WRITTEN TASK:
Render the text of the records, starting at the beginning and ending with the line containing "Now the <item>dark", as a JSON list of strings with one string per line and no blank lines. Leave the pictures out of the answer.

***

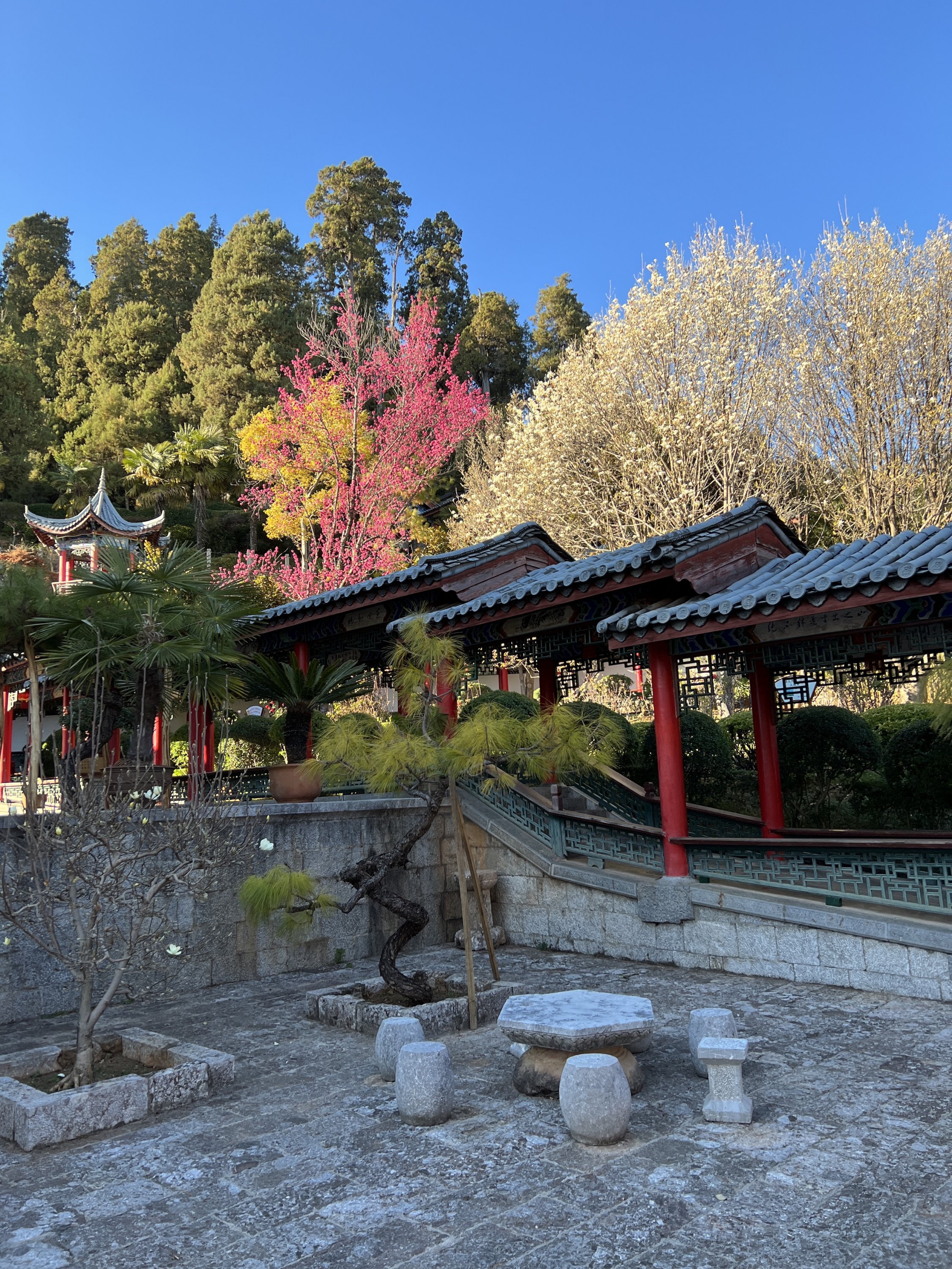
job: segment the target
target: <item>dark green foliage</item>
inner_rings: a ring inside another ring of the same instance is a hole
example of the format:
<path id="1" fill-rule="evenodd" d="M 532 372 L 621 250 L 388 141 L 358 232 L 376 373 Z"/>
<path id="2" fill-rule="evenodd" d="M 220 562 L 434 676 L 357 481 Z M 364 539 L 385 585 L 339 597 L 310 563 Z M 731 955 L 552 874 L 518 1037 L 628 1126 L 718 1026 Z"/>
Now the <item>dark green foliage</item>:
<path id="1" fill-rule="evenodd" d="M 585 312 L 571 288 L 567 273 L 538 293 L 532 316 L 532 371 L 543 379 L 559 367 L 565 350 L 588 330 L 592 317 Z"/>
<path id="2" fill-rule="evenodd" d="M 889 802 L 900 822 L 915 829 L 942 829 L 952 812 L 952 741 L 930 722 L 919 720 L 895 732 L 886 745 L 882 769 Z"/>
<path id="3" fill-rule="evenodd" d="M 307 214 L 316 222 L 307 255 L 325 305 L 349 287 L 359 305 L 383 308 L 386 255 L 404 237 L 409 207 L 400 183 L 368 156 L 317 173 L 317 188 L 307 199 Z"/>
<path id="4" fill-rule="evenodd" d="M 437 305 L 437 322 L 447 344 L 462 326 L 470 302 L 470 279 L 463 264 L 462 230 L 447 212 L 426 217 L 420 227 L 407 235 L 404 255 L 407 260 L 402 287 L 404 320 L 410 302 L 419 297 Z"/>
<path id="5" fill-rule="evenodd" d="M 598 722 L 599 718 L 609 718 L 622 736 L 622 746 L 614 759 L 614 769 L 630 780 L 637 780 L 641 760 L 641 736 L 635 731 L 625 714 L 600 706 L 595 700 L 570 700 L 565 708 L 574 713 L 583 722 Z"/>
<path id="6" fill-rule="evenodd" d="M 268 212 L 245 217 L 212 259 L 212 274 L 178 345 L 204 425 L 242 428 L 277 401 L 303 344 L 303 254 Z"/>
<path id="7" fill-rule="evenodd" d="M 757 770 L 754 744 L 754 714 L 750 709 L 735 709 L 717 725 L 727 735 L 734 754 L 734 765 L 743 772 Z"/>
<path id="8" fill-rule="evenodd" d="M 829 827 L 836 805 L 854 794 L 881 754 L 869 723 L 839 706 L 786 714 L 777 727 L 777 747 L 787 821 L 798 827 Z"/>
<path id="9" fill-rule="evenodd" d="M 459 722 L 466 722 L 482 706 L 499 706 L 515 718 L 538 717 L 538 700 L 522 695 L 519 692 L 484 692 L 475 700 L 467 700 L 459 711 Z"/>
<path id="10" fill-rule="evenodd" d="M 65 216 L 38 212 L 24 216 L 8 230 L 9 241 L 0 266 L 0 307 L 18 330 L 32 313 L 38 292 L 60 269 L 72 269 L 69 223 Z"/>
<path id="11" fill-rule="evenodd" d="M 909 700 L 902 706 L 881 706 L 878 709 L 867 709 L 862 717 L 869 723 L 880 737 L 880 744 L 885 747 L 897 732 L 911 723 L 932 722 L 933 711 L 930 706 Z"/>
<path id="12" fill-rule="evenodd" d="M 249 695 L 284 706 L 282 740 L 289 763 L 303 763 L 307 756 L 307 733 L 315 711 L 335 700 L 353 700 L 369 690 L 367 674 L 357 661 L 333 665 L 311 661 L 303 671 L 293 652 L 287 661 L 259 654 L 242 678 Z M 273 732 L 272 739 L 275 739 Z"/>
<path id="13" fill-rule="evenodd" d="M 475 379 L 494 405 L 523 391 L 529 374 L 529 332 L 519 321 L 515 301 L 498 291 L 470 299 L 453 369 Z"/>
<path id="14" fill-rule="evenodd" d="M 267 747 L 273 744 L 270 736 L 273 721 L 268 714 L 258 714 L 256 717 L 255 714 L 244 714 L 228 726 L 228 737 L 230 740 L 244 740 L 249 745 Z M 182 739 L 188 740 L 188 728 L 185 728 L 185 736 Z"/>
<path id="15" fill-rule="evenodd" d="M 680 716 L 680 742 L 684 753 L 684 789 L 689 802 L 715 806 L 722 802 L 732 777 L 731 742 L 713 718 L 697 709 Z M 641 768 L 658 780 L 655 725 L 647 730 Z"/>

***

EXERCISE SOLUTION:
[
  "job: segment the target",
  "target: <item>dark green foliage</item>",
  "inner_rings: a ring inside another ring of the same instance is a hole",
  "example of the format:",
  "<path id=\"1\" fill-rule=\"evenodd\" d=\"M 532 372 L 621 250 L 388 141 L 358 232 L 376 373 Z\"/>",
  "<path id=\"2\" fill-rule=\"evenodd\" d=\"M 220 562 L 434 676 L 357 481 Z M 364 539 L 385 585 L 339 597 L 310 563 Z M 731 955 L 552 874 L 518 1037 L 628 1126 L 718 1026 Z\"/>",
  "Now the <item>dark green foliage</item>:"
]